* _CONSIGNE DONNÉE_:
Combien de lignes du matériel ci-dessous contiennent la chaîne « french » ? Répondez par le nombre seul.

(Lignes d'un jeu de données)
■ ■ ■ ■
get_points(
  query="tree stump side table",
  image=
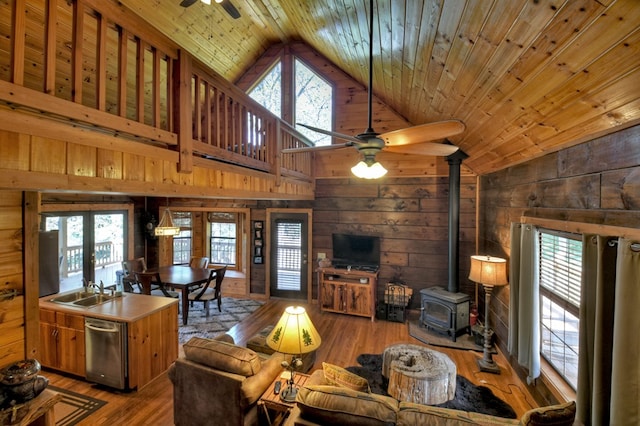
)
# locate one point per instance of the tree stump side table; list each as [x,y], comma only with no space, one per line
[418,374]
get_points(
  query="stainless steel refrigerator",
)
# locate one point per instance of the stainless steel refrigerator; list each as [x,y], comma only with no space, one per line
[49,261]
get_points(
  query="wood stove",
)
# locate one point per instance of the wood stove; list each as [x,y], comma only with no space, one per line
[444,311]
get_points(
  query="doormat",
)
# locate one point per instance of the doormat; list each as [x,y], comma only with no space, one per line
[74,407]
[469,397]
[464,341]
[199,325]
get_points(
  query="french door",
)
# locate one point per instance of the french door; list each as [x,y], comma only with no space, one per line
[91,245]
[289,255]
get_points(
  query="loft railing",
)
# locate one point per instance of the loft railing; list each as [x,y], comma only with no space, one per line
[94,62]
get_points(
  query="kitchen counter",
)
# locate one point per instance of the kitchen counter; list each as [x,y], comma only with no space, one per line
[151,340]
[129,308]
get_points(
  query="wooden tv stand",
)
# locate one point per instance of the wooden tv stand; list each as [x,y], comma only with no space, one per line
[344,291]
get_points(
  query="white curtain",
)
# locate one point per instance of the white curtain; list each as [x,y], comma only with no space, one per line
[524,303]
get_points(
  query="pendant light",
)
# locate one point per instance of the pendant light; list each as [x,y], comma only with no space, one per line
[166,227]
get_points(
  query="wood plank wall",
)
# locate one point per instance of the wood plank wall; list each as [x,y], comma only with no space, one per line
[12,315]
[596,183]
[411,217]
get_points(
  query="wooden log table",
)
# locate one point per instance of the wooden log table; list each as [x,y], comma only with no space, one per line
[418,374]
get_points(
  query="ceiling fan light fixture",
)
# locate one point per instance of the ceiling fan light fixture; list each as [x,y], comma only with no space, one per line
[369,171]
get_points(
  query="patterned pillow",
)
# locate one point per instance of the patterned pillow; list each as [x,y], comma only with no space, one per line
[327,405]
[338,376]
[556,415]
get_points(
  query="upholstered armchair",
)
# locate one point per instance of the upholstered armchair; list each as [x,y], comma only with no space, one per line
[217,382]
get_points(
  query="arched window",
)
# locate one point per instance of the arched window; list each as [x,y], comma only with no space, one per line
[306,98]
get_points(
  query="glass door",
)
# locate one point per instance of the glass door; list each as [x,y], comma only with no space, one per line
[289,255]
[91,245]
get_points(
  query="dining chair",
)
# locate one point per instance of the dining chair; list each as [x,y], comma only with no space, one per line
[199,262]
[148,279]
[129,267]
[206,294]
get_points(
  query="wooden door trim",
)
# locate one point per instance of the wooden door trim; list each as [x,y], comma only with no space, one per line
[267,253]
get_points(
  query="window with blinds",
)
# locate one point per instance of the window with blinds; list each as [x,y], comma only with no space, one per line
[560,281]
[288,255]
[182,241]
[223,231]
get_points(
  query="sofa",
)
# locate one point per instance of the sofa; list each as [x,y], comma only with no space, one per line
[218,382]
[324,401]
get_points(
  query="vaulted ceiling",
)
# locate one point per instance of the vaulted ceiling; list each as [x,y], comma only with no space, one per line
[527,77]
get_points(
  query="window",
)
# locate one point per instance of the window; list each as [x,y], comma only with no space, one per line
[268,92]
[311,99]
[314,100]
[224,236]
[560,282]
[182,242]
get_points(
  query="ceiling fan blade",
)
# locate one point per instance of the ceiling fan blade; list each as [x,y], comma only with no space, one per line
[317,148]
[230,8]
[425,148]
[423,133]
[330,133]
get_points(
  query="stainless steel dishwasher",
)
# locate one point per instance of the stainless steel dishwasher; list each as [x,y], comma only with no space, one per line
[106,352]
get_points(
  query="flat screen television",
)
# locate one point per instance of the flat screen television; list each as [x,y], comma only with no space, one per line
[356,250]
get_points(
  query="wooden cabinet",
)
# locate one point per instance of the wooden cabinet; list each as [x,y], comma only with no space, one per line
[348,292]
[62,341]
[152,338]
[152,345]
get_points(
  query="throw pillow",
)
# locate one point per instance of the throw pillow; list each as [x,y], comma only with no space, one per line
[327,405]
[338,376]
[556,415]
[223,356]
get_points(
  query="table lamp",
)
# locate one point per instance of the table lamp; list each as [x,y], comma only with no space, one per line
[488,271]
[294,335]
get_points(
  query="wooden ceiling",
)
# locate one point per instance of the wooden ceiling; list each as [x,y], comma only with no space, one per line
[527,77]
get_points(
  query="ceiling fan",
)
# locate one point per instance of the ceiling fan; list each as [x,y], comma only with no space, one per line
[411,140]
[226,5]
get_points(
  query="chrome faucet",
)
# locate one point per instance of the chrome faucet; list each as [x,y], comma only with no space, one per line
[89,285]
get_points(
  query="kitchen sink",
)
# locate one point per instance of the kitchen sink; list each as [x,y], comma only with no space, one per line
[93,300]
[82,298]
[71,297]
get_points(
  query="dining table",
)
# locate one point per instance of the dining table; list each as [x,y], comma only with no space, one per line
[185,278]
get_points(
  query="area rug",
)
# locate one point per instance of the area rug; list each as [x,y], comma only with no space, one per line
[469,397]
[74,407]
[199,325]
[464,341]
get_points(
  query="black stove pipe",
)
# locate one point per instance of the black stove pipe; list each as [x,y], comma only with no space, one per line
[454,160]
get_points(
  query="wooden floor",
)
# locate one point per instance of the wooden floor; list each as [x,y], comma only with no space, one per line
[343,339]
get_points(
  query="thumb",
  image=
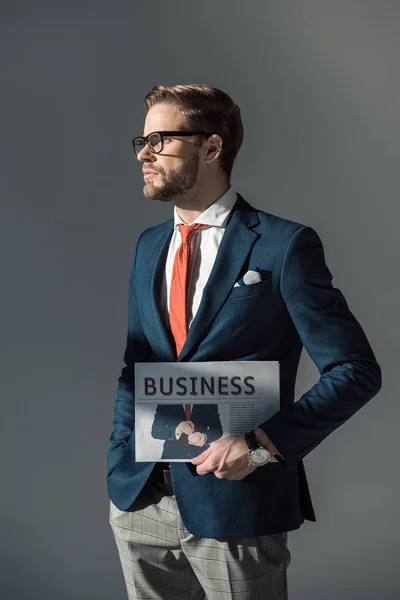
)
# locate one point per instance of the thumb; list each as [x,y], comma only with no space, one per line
[198,460]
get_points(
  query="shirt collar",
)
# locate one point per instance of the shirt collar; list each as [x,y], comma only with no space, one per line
[215,215]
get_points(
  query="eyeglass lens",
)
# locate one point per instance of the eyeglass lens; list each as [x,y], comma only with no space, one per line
[154,143]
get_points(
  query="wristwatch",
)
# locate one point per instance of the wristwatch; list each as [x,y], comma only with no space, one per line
[258,455]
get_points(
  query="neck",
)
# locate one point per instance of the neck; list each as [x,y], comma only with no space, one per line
[190,208]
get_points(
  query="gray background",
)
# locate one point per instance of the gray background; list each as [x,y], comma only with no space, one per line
[318,86]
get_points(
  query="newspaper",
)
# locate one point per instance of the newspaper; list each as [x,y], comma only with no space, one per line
[181,408]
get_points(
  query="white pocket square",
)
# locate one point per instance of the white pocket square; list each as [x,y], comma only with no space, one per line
[249,278]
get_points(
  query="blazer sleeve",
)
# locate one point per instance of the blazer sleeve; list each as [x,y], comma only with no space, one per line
[349,373]
[137,350]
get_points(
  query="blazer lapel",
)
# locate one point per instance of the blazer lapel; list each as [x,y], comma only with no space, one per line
[159,252]
[234,249]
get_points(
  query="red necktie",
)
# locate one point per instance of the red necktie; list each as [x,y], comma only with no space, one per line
[178,292]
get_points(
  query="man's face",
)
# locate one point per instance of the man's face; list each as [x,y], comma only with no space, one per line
[177,166]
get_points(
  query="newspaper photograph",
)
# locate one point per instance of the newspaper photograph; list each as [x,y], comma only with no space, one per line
[181,408]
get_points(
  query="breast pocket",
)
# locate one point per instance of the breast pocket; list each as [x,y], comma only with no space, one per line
[263,287]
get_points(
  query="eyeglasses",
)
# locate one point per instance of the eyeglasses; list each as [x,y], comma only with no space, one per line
[156,140]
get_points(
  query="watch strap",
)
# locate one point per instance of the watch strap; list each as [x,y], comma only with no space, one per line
[251,440]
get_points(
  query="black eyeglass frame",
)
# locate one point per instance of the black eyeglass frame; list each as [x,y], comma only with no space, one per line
[162,135]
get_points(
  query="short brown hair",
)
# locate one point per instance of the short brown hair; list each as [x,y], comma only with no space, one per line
[205,108]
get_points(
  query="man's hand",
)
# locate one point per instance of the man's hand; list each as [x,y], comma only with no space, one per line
[227,459]
[197,439]
[184,427]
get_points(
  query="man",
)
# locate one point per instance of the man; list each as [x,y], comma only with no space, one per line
[217,527]
[186,438]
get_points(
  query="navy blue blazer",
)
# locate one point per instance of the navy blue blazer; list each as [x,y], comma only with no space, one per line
[294,305]
[205,418]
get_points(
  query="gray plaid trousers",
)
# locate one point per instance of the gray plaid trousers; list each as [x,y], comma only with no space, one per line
[160,559]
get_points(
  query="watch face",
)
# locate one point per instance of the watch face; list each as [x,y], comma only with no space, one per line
[259,456]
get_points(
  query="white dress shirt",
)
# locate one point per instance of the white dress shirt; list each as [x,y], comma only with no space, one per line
[204,246]
[203,251]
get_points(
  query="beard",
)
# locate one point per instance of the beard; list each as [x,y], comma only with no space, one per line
[176,184]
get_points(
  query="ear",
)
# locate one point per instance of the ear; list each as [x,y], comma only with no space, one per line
[214,146]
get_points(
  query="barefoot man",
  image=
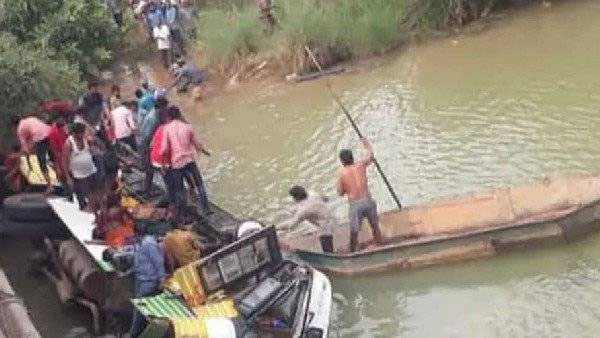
■ ■ ■ ■
* _RÉPONSE CI-DESSOUS_:
2